**Information given**
## Start

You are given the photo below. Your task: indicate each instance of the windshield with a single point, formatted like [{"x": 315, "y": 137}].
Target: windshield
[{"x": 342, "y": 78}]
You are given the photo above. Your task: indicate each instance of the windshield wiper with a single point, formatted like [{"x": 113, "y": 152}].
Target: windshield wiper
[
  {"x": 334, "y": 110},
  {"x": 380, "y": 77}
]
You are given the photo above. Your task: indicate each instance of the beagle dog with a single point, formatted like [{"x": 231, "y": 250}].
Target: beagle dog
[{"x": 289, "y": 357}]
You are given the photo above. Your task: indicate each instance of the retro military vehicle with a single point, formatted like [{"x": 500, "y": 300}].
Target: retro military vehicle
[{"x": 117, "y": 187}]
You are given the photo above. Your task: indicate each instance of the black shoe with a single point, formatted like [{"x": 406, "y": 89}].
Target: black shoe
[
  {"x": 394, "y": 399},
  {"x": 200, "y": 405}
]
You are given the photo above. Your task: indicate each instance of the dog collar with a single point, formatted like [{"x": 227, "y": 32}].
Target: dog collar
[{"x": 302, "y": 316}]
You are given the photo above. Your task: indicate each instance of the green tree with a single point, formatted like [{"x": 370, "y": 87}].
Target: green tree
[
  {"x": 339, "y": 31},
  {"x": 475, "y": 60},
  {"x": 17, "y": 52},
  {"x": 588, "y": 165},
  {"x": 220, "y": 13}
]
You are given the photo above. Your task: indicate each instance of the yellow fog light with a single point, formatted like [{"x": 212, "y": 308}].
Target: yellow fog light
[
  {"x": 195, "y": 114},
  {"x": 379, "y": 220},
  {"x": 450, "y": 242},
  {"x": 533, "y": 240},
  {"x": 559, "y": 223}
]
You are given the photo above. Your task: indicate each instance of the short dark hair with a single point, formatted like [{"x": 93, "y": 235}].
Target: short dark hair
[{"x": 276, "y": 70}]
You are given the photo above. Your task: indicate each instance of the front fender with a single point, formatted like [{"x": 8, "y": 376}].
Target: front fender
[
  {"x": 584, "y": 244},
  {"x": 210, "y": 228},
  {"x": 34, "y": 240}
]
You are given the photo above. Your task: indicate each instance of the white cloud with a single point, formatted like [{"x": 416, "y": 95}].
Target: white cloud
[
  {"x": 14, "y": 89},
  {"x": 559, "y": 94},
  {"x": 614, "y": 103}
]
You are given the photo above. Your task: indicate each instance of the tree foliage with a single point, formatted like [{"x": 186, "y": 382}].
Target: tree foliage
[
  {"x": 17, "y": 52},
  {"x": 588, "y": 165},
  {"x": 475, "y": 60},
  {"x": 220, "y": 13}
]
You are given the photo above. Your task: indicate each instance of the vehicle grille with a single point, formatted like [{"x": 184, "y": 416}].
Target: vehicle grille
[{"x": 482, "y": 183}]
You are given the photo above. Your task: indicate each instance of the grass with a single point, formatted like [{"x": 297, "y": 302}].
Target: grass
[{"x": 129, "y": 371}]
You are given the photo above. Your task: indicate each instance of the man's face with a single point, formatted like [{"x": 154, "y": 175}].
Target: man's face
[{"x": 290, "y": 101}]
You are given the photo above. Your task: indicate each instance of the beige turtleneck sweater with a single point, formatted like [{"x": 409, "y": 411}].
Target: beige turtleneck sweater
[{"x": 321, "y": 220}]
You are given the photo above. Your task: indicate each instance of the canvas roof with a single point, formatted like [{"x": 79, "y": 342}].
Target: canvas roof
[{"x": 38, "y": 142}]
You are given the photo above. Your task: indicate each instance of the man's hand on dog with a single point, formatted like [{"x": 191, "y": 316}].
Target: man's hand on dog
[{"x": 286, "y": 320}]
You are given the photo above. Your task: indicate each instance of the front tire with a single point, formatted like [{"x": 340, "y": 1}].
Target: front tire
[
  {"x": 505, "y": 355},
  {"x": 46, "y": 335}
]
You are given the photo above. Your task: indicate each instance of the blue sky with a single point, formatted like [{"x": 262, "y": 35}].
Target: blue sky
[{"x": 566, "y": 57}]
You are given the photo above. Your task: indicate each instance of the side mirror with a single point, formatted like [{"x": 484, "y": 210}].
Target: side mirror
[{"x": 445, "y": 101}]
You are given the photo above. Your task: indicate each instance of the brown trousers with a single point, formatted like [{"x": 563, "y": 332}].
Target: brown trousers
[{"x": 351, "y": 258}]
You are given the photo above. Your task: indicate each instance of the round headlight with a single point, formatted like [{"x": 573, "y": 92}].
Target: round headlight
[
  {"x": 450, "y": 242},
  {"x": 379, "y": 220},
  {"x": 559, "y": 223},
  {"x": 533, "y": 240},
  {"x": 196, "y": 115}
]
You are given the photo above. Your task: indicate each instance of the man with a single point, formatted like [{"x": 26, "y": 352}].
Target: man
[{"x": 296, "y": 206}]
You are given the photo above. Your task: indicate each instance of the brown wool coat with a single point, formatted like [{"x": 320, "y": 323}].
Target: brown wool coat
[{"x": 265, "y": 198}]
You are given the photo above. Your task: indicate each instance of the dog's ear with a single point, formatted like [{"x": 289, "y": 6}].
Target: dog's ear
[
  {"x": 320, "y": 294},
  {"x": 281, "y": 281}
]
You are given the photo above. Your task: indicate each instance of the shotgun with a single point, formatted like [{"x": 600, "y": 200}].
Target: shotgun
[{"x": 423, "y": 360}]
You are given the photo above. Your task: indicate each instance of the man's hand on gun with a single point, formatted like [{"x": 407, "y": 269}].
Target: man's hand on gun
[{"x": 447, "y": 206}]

## End
## Start

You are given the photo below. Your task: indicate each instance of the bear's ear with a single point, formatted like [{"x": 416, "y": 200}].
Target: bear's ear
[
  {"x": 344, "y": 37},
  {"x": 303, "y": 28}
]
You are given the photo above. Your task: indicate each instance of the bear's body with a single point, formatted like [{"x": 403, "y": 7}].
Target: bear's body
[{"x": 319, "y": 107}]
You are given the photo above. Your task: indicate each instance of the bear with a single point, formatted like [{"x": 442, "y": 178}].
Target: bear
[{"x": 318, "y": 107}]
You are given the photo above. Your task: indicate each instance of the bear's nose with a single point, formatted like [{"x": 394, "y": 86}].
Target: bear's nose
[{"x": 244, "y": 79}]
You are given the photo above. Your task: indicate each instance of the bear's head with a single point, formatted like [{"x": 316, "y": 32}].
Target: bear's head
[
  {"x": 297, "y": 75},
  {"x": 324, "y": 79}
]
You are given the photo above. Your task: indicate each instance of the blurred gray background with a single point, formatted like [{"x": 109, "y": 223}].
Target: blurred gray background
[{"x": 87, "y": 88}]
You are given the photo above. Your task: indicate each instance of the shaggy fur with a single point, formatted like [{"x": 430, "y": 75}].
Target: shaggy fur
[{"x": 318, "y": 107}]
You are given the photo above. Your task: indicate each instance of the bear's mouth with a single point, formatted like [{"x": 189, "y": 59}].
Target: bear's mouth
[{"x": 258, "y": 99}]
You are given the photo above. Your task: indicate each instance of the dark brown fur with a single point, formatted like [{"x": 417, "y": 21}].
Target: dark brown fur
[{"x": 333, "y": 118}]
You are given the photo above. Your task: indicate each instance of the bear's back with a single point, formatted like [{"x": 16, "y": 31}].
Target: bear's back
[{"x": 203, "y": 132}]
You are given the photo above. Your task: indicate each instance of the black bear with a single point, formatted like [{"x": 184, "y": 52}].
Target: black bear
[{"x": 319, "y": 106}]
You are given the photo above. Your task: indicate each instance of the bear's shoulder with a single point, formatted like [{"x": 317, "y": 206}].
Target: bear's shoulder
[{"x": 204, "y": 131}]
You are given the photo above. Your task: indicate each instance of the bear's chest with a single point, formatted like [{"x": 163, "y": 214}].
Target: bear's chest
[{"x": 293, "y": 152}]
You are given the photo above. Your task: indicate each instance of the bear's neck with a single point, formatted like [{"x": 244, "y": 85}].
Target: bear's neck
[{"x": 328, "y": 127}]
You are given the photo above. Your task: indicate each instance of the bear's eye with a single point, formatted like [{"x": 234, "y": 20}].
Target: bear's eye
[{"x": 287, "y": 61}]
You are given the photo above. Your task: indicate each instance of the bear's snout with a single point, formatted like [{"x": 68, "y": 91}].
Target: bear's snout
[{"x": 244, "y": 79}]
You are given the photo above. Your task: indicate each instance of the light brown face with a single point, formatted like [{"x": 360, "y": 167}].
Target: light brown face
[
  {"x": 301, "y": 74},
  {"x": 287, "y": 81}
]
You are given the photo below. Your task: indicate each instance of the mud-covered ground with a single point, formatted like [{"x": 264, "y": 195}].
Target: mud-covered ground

## End

**Prompt**
Count the lines in the rows above that contain the string "blurred", with case counting, and reply with the number alone.

**Response to the task**
2